[Entries taken from a collection]
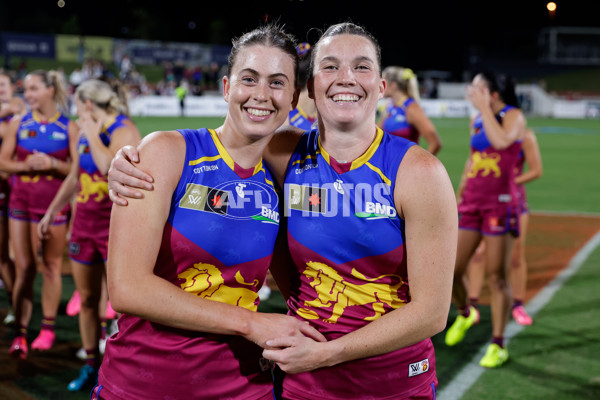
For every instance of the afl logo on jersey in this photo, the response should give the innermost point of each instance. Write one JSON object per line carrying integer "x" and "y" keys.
{"x": 237, "y": 200}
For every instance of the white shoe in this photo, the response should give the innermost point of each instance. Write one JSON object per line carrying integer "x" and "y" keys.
{"x": 10, "y": 318}
{"x": 82, "y": 355}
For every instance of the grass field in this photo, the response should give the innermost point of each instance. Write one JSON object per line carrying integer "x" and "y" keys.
{"x": 555, "y": 358}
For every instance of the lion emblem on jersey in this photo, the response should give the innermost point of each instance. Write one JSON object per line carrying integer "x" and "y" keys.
{"x": 206, "y": 280}
{"x": 90, "y": 186}
{"x": 334, "y": 291}
{"x": 484, "y": 163}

EXERCISE PROMPT | Only the span from the line with "For every instance of the lion" through the final line of the records goes in the output, each line unchanged.

RESPONSE TO THE TASK |
For every instance of the lion emblem on jersey in this photo, the response should give the innermost point of each instance. Write one JSON object per line carrying integer "x" and "y" keys.
{"x": 206, "y": 280}
{"x": 90, "y": 186}
{"x": 334, "y": 291}
{"x": 484, "y": 163}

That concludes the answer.